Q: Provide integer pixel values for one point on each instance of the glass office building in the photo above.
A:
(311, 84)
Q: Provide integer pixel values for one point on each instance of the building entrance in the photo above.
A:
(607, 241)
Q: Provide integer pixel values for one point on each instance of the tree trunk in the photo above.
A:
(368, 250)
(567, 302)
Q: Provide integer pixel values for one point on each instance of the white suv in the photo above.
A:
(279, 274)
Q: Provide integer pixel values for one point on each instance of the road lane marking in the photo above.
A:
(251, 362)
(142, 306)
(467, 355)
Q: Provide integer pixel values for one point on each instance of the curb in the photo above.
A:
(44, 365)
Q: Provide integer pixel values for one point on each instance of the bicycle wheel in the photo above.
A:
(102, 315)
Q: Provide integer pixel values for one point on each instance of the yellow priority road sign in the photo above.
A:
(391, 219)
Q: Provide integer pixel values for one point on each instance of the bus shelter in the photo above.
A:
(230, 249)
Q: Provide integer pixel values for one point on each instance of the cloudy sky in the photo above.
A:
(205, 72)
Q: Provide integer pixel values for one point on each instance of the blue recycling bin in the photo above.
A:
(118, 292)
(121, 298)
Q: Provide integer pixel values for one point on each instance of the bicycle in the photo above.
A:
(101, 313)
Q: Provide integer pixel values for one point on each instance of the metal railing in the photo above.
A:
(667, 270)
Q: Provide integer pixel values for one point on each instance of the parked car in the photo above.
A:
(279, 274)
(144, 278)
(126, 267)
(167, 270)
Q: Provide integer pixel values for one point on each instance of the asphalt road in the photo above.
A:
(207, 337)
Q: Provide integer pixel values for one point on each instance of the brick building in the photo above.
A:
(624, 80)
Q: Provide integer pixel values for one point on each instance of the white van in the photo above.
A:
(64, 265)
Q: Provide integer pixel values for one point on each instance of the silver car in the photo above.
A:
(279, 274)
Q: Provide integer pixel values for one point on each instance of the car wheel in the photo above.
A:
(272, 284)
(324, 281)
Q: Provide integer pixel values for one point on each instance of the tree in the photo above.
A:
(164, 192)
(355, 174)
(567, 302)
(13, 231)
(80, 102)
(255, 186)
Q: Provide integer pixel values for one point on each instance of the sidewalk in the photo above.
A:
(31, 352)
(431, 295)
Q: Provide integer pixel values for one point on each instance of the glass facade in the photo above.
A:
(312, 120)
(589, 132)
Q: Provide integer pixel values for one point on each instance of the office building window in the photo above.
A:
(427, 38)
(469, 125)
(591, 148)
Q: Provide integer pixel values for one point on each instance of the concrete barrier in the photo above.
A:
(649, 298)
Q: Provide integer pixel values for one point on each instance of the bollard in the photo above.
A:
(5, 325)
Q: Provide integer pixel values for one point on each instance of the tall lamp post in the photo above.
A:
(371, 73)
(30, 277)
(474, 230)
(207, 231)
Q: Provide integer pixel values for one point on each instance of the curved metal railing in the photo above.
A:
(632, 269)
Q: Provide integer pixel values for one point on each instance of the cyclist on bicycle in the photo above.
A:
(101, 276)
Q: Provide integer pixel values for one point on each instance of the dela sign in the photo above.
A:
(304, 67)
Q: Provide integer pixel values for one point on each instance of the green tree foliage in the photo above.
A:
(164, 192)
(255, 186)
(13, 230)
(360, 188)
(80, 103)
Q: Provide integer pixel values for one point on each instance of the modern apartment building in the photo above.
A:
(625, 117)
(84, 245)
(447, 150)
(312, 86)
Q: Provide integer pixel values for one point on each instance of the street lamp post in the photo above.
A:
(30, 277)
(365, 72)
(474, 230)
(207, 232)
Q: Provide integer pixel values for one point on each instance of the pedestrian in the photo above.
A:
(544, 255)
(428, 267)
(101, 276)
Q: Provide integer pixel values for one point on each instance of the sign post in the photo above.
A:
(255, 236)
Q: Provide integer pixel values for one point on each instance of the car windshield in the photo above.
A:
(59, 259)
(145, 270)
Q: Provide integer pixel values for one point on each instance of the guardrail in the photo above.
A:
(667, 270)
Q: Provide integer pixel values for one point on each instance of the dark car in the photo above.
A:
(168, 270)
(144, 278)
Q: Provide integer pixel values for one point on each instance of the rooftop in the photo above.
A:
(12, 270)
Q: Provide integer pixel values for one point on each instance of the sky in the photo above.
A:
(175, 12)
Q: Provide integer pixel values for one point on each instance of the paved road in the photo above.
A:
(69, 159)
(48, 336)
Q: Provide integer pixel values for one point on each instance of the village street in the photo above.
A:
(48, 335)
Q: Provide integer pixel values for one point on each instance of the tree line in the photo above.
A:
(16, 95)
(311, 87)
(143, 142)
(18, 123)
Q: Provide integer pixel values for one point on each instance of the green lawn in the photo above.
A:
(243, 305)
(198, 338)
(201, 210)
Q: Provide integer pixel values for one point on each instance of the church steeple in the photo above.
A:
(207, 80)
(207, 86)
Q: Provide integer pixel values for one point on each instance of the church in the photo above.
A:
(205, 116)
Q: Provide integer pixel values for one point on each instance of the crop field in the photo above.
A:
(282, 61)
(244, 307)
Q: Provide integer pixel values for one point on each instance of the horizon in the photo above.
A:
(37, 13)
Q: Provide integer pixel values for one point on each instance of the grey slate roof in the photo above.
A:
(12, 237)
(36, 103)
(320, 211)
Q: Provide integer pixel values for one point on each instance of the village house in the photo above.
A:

┄┄┄┄┄┄

→ DIRECTIONS FOR THIS TASK
Lines from the one with "horizon in the photo above." through the final line of the listing above should be duplicated word for word, and nothing else included.

→ PROBLEM SOLUTION
Q: Provide integer pixel values for one point on each instance of the horizon in the photo above.
A:
(37, 13)
Q: Provide integer pixel values for one point on each instance of the grey slate roof in the photo above.
A:
(12, 237)
(36, 103)
(320, 211)
Q: Provide integer pixel values for one point on each instance of the village house in the photo above.
A:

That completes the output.